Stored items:
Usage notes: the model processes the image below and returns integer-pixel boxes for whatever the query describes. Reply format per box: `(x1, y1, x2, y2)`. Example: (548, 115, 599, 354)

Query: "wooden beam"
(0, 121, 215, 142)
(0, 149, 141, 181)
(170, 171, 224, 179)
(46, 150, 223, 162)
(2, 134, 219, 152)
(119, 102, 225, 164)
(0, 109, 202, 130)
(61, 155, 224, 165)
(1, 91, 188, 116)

Work to complete: Output each record exactly, leaving nothing out.

Answer space:
Usage notes: the model processes the image below and returns integer-pixel boxes for whatever the query describes. Reply format per box: `(x1, y1, x2, y2)`. Example: (548, 115, 599, 354)

Query: "wooden beam"
(0, 121, 215, 142)
(0, 149, 141, 181)
(170, 171, 224, 179)
(46, 150, 223, 162)
(2, 134, 219, 152)
(119, 102, 225, 164)
(0, 109, 202, 130)
(61, 155, 224, 165)
(1, 91, 188, 116)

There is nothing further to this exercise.